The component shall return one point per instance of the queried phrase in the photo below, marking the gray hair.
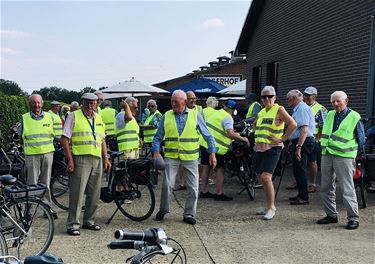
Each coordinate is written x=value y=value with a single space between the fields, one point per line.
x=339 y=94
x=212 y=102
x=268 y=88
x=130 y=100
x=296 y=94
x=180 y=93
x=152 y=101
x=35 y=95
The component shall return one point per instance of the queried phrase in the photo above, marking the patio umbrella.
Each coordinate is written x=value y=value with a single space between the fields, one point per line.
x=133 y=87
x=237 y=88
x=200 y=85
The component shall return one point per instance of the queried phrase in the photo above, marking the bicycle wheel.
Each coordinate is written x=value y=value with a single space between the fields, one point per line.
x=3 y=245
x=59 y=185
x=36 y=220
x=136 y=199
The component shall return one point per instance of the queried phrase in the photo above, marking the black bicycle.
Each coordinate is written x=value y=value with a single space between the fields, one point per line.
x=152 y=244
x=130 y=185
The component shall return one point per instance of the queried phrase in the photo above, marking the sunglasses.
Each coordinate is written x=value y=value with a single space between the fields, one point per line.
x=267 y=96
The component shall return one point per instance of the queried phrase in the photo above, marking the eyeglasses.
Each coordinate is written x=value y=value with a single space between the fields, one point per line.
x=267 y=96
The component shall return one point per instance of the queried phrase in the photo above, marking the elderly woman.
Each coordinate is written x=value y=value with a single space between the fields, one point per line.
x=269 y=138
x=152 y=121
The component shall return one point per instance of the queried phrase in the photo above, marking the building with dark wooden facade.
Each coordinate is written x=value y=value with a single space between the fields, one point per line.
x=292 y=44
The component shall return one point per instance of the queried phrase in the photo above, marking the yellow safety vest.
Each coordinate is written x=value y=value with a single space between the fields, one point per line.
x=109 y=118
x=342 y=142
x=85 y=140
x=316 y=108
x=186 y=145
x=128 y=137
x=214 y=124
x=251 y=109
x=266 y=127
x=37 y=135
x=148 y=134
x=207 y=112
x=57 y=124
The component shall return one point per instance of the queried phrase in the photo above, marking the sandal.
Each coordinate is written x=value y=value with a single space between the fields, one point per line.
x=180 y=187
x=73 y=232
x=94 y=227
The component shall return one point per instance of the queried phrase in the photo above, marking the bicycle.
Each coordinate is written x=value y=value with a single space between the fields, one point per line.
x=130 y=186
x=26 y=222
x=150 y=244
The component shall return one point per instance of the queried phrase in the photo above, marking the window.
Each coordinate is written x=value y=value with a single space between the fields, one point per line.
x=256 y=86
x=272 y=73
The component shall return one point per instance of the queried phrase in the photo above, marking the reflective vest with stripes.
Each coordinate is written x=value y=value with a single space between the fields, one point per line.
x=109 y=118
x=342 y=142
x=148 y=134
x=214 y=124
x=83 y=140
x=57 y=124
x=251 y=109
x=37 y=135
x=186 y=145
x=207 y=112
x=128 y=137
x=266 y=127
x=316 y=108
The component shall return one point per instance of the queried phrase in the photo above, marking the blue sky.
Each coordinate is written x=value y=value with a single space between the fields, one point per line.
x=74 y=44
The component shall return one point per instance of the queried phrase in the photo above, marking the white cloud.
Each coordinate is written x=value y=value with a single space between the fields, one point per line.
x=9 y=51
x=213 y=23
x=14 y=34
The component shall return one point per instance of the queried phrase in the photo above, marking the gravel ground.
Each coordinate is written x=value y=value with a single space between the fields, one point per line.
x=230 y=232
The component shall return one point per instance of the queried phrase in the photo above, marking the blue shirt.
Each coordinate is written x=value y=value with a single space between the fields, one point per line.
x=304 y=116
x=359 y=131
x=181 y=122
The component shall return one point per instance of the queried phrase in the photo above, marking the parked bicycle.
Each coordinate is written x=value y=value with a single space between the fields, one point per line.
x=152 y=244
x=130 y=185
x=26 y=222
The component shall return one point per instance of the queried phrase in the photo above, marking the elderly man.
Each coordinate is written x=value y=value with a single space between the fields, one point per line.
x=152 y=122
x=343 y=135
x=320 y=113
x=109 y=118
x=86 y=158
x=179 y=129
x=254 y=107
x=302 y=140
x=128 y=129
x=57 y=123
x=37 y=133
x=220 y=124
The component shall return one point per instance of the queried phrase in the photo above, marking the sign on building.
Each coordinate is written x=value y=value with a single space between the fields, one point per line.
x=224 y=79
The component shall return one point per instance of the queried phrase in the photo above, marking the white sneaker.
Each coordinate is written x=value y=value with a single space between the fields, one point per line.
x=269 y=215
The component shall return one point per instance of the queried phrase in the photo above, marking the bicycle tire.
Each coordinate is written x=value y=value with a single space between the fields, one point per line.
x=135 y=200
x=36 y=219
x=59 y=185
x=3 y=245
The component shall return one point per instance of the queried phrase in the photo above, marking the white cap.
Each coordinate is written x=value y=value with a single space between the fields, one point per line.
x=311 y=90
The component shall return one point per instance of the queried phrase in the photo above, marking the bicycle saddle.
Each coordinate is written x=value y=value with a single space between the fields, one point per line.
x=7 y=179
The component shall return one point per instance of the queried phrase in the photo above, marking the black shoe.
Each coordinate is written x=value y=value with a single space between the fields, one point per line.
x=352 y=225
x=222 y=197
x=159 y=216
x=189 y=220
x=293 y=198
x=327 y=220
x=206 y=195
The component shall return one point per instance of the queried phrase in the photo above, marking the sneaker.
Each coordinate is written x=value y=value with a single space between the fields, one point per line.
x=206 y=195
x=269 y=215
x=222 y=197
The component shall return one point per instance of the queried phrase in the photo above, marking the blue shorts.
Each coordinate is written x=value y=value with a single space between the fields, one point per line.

◆ ◆ ◆ ◆ ◆

§ EXERCISE DETAILS: Report the lines above that have the word "blue" in them.

§ YOUR RESPONSE:
The component shall return one point per instance of the queried phrase in the photo above, marking the blue sky.
The component shall return one point per instance of the queried phrase in the photo above, marking the blue shirt.
The component shall return one point per instance of the queried phrase in the photo above, marking the blue shorts.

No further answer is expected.